**Problem description:** Below is a listing. Quote from it, exactly, the lines from the one containing "Where can you see the curly" down to the one containing "Where can you see the dog's right", both ends included, and nothing else.

**Source data:**
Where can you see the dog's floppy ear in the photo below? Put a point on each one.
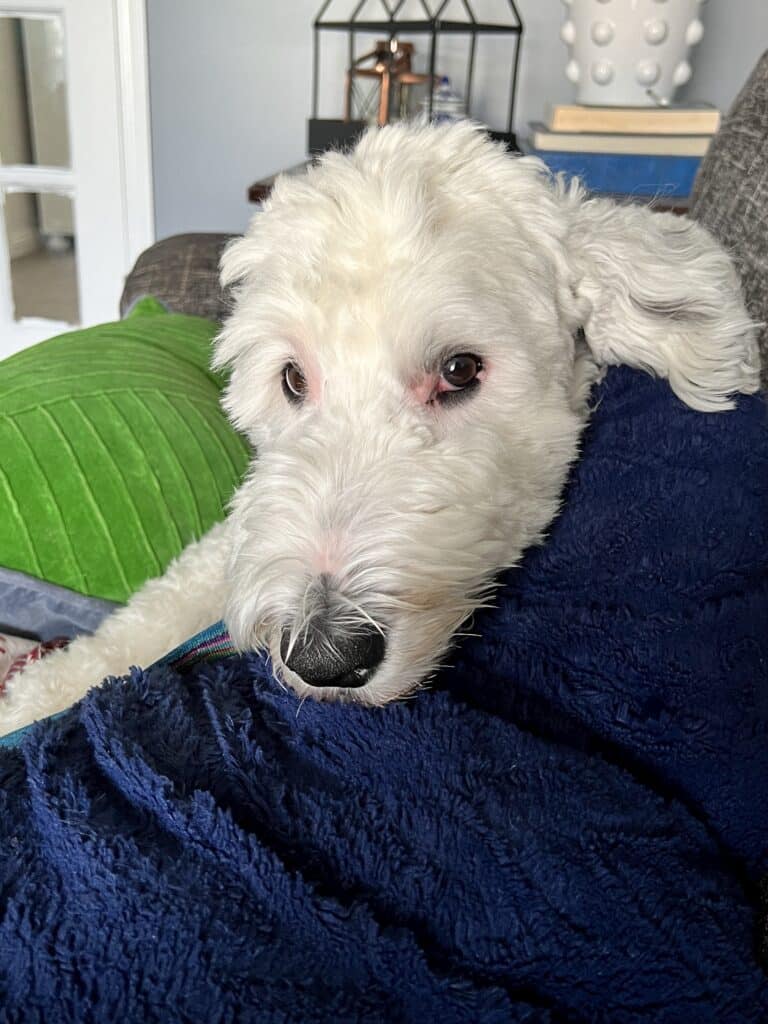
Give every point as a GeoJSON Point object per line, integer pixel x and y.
{"type": "Point", "coordinates": [656, 292]}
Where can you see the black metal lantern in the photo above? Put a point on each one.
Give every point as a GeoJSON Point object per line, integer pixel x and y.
{"type": "Point", "coordinates": [388, 64]}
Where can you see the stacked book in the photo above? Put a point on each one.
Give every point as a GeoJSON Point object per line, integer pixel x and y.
{"type": "Point", "coordinates": [633, 151]}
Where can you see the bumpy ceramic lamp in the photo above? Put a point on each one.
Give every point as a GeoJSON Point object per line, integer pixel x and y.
{"type": "Point", "coordinates": [630, 52]}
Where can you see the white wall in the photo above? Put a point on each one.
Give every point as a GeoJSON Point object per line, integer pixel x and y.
{"type": "Point", "coordinates": [230, 87]}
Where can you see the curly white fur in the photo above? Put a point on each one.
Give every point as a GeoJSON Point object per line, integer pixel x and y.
{"type": "Point", "coordinates": [368, 273]}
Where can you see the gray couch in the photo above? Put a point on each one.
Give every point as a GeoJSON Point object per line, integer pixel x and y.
{"type": "Point", "coordinates": [730, 199]}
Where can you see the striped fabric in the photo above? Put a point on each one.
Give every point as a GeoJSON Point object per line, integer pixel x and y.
{"type": "Point", "coordinates": [211, 644]}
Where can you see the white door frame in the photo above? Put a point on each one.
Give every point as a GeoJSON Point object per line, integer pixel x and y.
{"type": "Point", "coordinates": [124, 215]}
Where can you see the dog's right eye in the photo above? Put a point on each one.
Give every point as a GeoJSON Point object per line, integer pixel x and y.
{"type": "Point", "coordinates": [294, 384]}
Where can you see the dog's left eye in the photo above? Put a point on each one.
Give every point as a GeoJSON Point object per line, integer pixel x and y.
{"type": "Point", "coordinates": [459, 374]}
{"type": "Point", "coordinates": [294, 384]}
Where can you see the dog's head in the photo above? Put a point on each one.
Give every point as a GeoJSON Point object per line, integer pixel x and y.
{"type": "Point", "coordinates": [406, 359]}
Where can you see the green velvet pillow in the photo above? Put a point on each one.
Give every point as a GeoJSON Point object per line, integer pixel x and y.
{"type": "Point", "coordinates": [114, 452]}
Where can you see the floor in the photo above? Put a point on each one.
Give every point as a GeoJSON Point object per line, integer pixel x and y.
{"type": "Point", "coordinates": [45, 285]}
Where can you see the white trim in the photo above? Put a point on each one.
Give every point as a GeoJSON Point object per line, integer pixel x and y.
{"type": "Point", "coordinates": [26, 177]}
{"type": "Point", "coordinates": [130, 26]}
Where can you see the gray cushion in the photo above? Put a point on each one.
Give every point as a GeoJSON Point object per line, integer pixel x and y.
{"type": "Point", "coordinates": [730, 197]}
{"type": "Point", "coordinates": [181, 271]}
{"type": "Point", "coordinates": [42, 610]}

**Result of this exercise:**
Where can you see the curly white fur in the photo above? Put a point on each one.
Give every point as a GeoJSON Point object per line, integer pixel x and y.
{"type": "Point", "coordinates": [368, 273]}
Where can you see the gray couch in the photo above? Put a point on each one.
Give every point as a GeoJSON Point object per line, integer pixel x and y.
{"type": "Point", "coordinates": [730, 199]}
Where can you see the striped fabric in the photo above? Put a point on each one.
Give every point as a GeoJSON Point object per line, integer pixel x and y.
{"type": "Point", "coordinates": [211, 644]}
Where can you see the white door frame in the photo above? Put a point on each one.
Give every point as a GeoJSON Point object per line, integer pixel x and y.
{"type": "Point", "coordinates": [124, 215]}
Where can you see the dog's right eye in the photo above? Put a point on each one.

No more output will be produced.